§ **Written exercise a**
Find every line in the records that contains the word "point" and copy those lines out. Case counts.

§ **Excerpt provided**
━━━
Tuesday, July 7, 2009

Taste and tastelessness

I was in Puerto Princesa last weekend to attend a forum sponsored by the Advocacy for Good Governance, where Isabela Gov. Grace Padaca, Atty. Harry Roque, Cagayan de Oro Archbishop Antonio Ledesma and Msgr. Boy Salvador spoke before thousands of young men and women from all parts of Palawan. They gathered at the huge, fully air-conditioned Puerto Princesa Coliseum built by Mayor Edward Hagedorn, who warmly welcomed both the speakers and the young people who were gathered there.

But this is not about what Grace and Harry spoke about, nor what the good bishop and his monsignor exhorted the young people of Palawan about, issues which this space has incessantly written about because so little good government exists in this benighted land.

It simply occurred to me, while wondering about the huge logistical problem of feeding some 12,000 youth for a whole day, how these kids hankered for Jollibee. I forgot that I was in the westernmost province of the country, it’s largest in land area by the way, which was separated from mainland Luzon by an hour on a plane. Jollibee and McDonalds, Max and KFC, and soon Mang Inasal may be as ubiquitous a presence in our seminal lives, but hey, only in Puerto does Palawan have these crazy fast foods. Boys and girls from Coron or Bataraza, even nearer Taytay and Roxas could eat these fast foods only in the capital, even as technology has brought television commercials to their homes day-in and day-out.

I remember that in 1994, when the first Jollibee outlet appeared in Butuan City, everybody and his mom and pop went ga-ga over it, and would travel to the city from every nook of Agusan del Norte and every cranny of Agusan del Sur, and as far as Surigao City, just for that Jollibeee “experience”. And they would bring the carton wrappers and napkins home as some kind of a “souvenir”. Now of course Surigao has a Jollibee too, and perhaps Butch Pichay’s province-mates down under in Sur also travel up north for that “ersatz” food feeling.

My, how these fast food joints have colonized Filipino taste. The colonization of taste, by companies whether Philippine or foreign-owned, through the wonders of advertising. Tastelessness is more like it.
━━━
§ **Written exercise b**
Reproduce the column on fast food and Filipino taste above in full, word for word.

§ **Records for processing**
━━━
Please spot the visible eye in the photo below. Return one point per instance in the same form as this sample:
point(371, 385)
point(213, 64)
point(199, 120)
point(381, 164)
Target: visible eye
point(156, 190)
━━━
§ **Written solution a**
Please spot the visible eye in the photo below. Return one point per instance in the same form as this sample:
point(371, 385)
point(213, 64)
point(199, 120)
point(381, 164)
point(156, 190)

§ **Written solution b**
Tuesday, July 7, 2009

Taste and tastelessness

I was in Puerto Princesa last weekend to attend a forum sponsored by the Advocacy for Good Governance, where Isabela Gov. Grace Padaca, Atty. Harry Roque, Cagayan de Oro Archbishop Antonio Ledesma and Msgr. Boy Salvador spoke before thousands of young men and women from all parts of Palawan. They gathered at the huge, fully air-conditioned Puerto Princesa Coliseum built by Mayor Edward Hagedorn, who warmly welcomed both the speakers and the young people who were gathered there.

But this is not about what Grace and Harry spoke about, nor what the good bishop and his monsignor exhorted the young people of Palawan about, issues which this space has incessantly written about because so little good government exists in this benighted land.

It simply occurred to me, while wondering about the huge logistical problem of feeding some 12,000 youth for a whole day, how these kids hankered for Jollibee. I forgot that I was in the westernmost province of the country, it’s largest in land area by the way, which was separated from mainland Luzon by an hour on a plane. Jollibee and McDonalds, Max and KFC, and soon Mang Inasal may be as ubiquitous a presence in our seminal lives, but hey, only in Puerto does Palawan have these crazy fast foods. Boys and girls from Coron or Bataraza, even nearer Taytay and Roxas could eat these fast foods only in the capital, even as technology has brought television commercials to their homes day-in and day-out.

I remember that in 1994, when the first Jollibee outlet appeared in Butuan City, everybody and his mom and pop went ga-ga over it, and would travel to the city from every nook of Agusan del Norte and every cranny of Agusan del Sur, and as far as Surigao City, just for that Jollibeee “experience”. And they would bring the carton wrappers and napkins home as some kind of a “souvenir”. Now of course Surigao has a Jollibee too, and perhaps Butch Pichay’s province-mates down under in Sur also travel up north for that “ersatz” food feeling.

My, how these fast food joints have colonized Filipino taste. The colonization of taste, by companies whether Philippine or foreign-owned, through the wonders of advertising. Tastelessness is more like it.